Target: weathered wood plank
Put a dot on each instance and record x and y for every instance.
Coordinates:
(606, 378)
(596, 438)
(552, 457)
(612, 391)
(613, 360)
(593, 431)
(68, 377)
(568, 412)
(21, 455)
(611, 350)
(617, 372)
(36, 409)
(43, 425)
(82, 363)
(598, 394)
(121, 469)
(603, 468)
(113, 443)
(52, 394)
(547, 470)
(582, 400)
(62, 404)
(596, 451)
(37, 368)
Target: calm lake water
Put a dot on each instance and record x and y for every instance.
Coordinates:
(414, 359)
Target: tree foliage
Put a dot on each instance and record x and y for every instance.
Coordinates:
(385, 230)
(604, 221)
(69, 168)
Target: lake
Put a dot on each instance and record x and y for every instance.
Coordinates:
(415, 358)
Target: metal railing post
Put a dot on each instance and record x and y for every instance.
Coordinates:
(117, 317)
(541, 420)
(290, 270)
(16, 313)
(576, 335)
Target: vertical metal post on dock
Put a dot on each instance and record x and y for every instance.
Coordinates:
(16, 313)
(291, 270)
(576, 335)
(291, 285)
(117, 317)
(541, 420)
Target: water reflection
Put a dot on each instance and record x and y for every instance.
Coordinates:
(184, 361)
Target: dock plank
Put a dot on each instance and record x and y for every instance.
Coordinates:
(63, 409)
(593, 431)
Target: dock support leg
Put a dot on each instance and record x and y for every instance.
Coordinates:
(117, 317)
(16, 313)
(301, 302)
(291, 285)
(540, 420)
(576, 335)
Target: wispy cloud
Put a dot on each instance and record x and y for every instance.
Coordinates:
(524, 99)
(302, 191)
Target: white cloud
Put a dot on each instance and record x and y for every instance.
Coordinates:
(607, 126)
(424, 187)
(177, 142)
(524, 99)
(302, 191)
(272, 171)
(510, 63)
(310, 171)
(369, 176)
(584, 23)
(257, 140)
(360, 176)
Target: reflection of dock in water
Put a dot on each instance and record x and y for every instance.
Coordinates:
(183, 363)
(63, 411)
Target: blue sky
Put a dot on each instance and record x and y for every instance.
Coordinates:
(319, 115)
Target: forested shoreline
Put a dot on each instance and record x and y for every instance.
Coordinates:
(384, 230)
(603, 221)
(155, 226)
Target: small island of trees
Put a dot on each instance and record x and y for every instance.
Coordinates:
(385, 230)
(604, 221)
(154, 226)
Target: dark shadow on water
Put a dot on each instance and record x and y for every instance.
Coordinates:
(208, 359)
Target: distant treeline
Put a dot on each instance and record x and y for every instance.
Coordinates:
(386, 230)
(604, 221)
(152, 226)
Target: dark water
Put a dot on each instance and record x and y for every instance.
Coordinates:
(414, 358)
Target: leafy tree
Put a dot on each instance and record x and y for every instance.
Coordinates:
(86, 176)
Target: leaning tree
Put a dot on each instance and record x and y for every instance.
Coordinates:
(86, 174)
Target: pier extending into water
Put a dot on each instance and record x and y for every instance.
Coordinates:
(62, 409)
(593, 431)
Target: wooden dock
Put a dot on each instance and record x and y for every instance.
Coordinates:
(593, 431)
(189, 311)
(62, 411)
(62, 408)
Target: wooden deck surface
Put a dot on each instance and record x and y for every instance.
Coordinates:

★ ★ ★ ★ ★

- _Exercise objective_
Nothing but the lines from the one with "Target: blue sky" through the last line of the records above should be retyped, and those word for word.

- _Answer to the problem_
Target: blue sky
Put a dot on each instance and record x and y for every instance.
Coordinates:
(319, 115)
Target: forested shoreline
Put a dot on each instance and record x and y for every instance.
Coordinates:
(384, 230)
(603, 221)
(155, 226)
Target: small island of trees
Put a dot on each instance and record x and y for every instance.
Coordinates:
(385, 230)
(604, 221)
(154, 226)
Target: dark shadow on water
Put a dot on each instance and record x and y for every instance.
Coordinates:
(208, 359)
Target: distant treeline
Put a dot on each instance and record x and y for every instance.
Coordinates:
(386, 230)
(604, 221)
(152, 226)
Target: dark water
Put a dot on each instance and record x and y for every instance.
Coordinates:
(414, 358)
Target: leafy tree
Put a dot on each instance and record x and y for every instance.
Coordinates:
(86, 176)
Target: leaning tree
Put a dot on each instance and record x and y for every instance.
Coordinates:
(86, 174)
Target: pier extending into water
Put a dot on each instance and record x and y for every instance.
Coordinates:
(62, 409)
(593, 431)
Target: wooden dock
Put a dot on each instance and record x and y for every instance.
Coordinates:
(593, 431)
(189, 311)
(62, 411)
(62, 408)
Target: wooden deck surface
Put a dot on each instance and record x and y for every instance.
Coordinates:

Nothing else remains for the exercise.